EXERCISE INSTRUCTIONS -
Copy out every one of the following records word for word, with no changes.

SOURCE DATA -
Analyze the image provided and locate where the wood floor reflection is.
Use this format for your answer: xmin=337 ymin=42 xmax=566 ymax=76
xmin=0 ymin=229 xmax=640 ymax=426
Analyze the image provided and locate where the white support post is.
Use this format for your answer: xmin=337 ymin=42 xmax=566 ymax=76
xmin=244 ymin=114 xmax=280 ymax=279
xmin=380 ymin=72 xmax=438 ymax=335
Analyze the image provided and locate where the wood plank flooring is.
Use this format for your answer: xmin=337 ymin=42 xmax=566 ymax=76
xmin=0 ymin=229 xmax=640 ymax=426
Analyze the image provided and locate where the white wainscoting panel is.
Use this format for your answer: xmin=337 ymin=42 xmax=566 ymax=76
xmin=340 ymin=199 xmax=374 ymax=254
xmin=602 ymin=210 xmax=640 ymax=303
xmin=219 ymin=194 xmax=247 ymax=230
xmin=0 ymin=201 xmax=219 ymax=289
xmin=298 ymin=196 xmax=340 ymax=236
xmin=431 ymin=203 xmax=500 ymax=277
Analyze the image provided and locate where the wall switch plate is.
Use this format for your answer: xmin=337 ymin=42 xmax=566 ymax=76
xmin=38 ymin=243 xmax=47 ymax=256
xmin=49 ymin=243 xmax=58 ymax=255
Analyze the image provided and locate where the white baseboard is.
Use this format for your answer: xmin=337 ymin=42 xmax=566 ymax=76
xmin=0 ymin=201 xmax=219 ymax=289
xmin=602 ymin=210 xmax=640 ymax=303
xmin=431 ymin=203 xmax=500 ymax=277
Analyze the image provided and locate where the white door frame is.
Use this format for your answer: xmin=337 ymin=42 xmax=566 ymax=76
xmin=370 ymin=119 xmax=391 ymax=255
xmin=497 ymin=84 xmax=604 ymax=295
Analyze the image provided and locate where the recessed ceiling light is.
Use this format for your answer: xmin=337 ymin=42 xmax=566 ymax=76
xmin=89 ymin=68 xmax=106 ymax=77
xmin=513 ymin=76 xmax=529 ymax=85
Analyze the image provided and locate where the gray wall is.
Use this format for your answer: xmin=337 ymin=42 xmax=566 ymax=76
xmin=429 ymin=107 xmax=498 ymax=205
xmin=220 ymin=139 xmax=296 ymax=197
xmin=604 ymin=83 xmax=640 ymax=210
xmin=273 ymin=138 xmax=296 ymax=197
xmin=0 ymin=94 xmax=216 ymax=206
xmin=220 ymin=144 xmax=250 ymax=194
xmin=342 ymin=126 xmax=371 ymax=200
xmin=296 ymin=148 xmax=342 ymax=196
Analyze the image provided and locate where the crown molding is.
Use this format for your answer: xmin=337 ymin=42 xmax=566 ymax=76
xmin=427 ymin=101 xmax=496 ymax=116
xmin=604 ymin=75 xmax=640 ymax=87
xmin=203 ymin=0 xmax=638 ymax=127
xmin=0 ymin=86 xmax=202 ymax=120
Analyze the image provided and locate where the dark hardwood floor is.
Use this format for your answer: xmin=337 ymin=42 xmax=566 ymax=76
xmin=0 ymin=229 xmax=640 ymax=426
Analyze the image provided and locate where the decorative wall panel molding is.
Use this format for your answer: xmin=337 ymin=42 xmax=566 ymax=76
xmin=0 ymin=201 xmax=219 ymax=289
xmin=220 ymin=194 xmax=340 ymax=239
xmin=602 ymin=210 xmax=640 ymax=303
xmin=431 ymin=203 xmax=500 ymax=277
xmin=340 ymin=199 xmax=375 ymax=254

WRITTEN ANSWER -
Analyze the image provided and locate where the wood floor reflection is.
Use this format for your answer: xmin=337 ymin=42 xmax=566 ymax=76
xmin=0 ymin=229 xmax=640 ymax=426
Analyze the image provided and locate where the white support post is.
Use this format for your answer: xmin=337 ymin=42 xmax=566 ymax=76
xmin=244 ymin=114 xmax=280 ymax=279
xmin=380 ymin=72 xmax=438 ymax=335
Analyze the image provided and locate where the wood plank flooring is.
Use this format for your answer: xmin=337 ymin=42 xmax=566 ymax=76
xmin=0 ymin=229 xmax=640 ymax=426
Analyze the image provided and locate where the white wainscoting panel is.
Use this format for your answer: xmin=337 ymin=42 xmax=566 ymax=76
xmin=340 ymin=199 xmax=374 ymax=254
xmin=602 ymin=210 xmax=640 ymax=303
xmin=219 ymin=194 xmax=247 ymax=230
xmin=0 ymin=201 xmax=219 ymax=289
xmin=298 ymin=196 xmax=340 ymax=236
xmin=431 ymin=203 xmax=500 ymax=277
Analyze the image provided and locate where the wall switch plate is.
Use this format for your answer: xmin=337 ymin=42 xmax=566 ymax=76
xmin=38 ymin=243 xmax=47 ymax=256
xmin=49 ymin=243 xmax=58 ymax=255
Analyze the image provided and locate where the white baseboard is.
Use this format for your answer: xmin=337 ymin=42 xmax=566 ymax=76
xmin=0 ymin=201 xmax=219 ymax=289
xmin=602 ymin=210 xmax=640 ymax=303
xmin=431 ymin=203 xmax=500 ymax=277
Analyze the image provided and locate where the white door frame is.
Use this format for your answer: xmin=337 ymin=42 xmax=566 ymax=76
xmin=370 ymin=119 xmax=391 ymax=255
xmin=497 ymin=84 xmax=604 ymax=295
Analyze the image provided and locate where the recessed ceiling light is.
Use this format for your answer: xmin=337 ymin=42 xmax=566 ymax=76
xmin=89 ymin=68 xmax=106 ymax=77
xmin=513 ymin=76 xmax=529 ymax=85
Analyze the image provided and locate where the gray wall is.
Use this format for your answer: xmin=337 ymin=42 xmax=566 ymax=76
xmin=429 ymin=107 xmax=498 ymax=205
xmin=220 ymin=139 xmax=296 ymax=197
xmin=604 ymin=83 xmax=640 ymax=210
xmin=273 ymin=138 xmax=296 ymax=197
xmin=0 ymin=94 xmax=216 ymax=206
xmin=220 ymin=144 xmax=250 ymax=194
xmin=342 ymin=126 xmax=371 ymax=200
xmin=296 ymin=148 xmax=342 ymax=196
Analyze the image provided and locate where the crown molding is.
Use this format for your answer: xmin=337 ymin=42 xmax=566 ymax=76
xmin=427 ymin=101 xmax=496 ymax=116
xmin=604 ymin=75 xmax=640 ymax=87
xmin=203 ymin=0 xmax=638 ymax=127
xmin=0 ymin=86 xmax=202 ymax=120
Analyze the image provided and locate where the dark hardwood floor is.
Use this format for your answer: xmin=337 ymin=42 xmax=566 ymax=76
xmin=0 ymin=229 xmax=640 ymax=426
Analyze the image provided and locate where the decorative wall panel molding is.
Use this format for your answer: xmin=337 ymin=42 xmax=566 ymax=76
xmin=0 ymin=201 xmax=219 ymax=289
xmin=220 ymin=194 xmax=340 ymax=239
xmin=602 ymin=210 xmax=640 ymax=303
xmin=431 ymin=203 xmax=500 ymax=277
xmin=340 ymin=199 xmax=375 ymax=254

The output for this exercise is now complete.